§ **GOAL OF THE EXERCISE**:
Each line of the data is to be output verbatim, with the images removed.
--- SUPPLIED DATA ---
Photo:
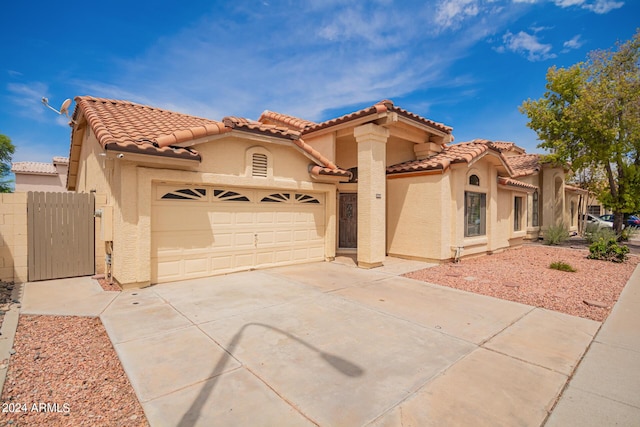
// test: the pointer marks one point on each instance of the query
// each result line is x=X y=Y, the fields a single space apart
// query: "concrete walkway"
x=328 y=344
x=605 y=389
---
§ **ANSWER SPACE**:
Photo:
// test: the pointer marks one point on each instance of the query
// each result line is x=X y=Y, the fields a single space apart
// query: "concrete walkway"
x=328 y=344
x=605 y=389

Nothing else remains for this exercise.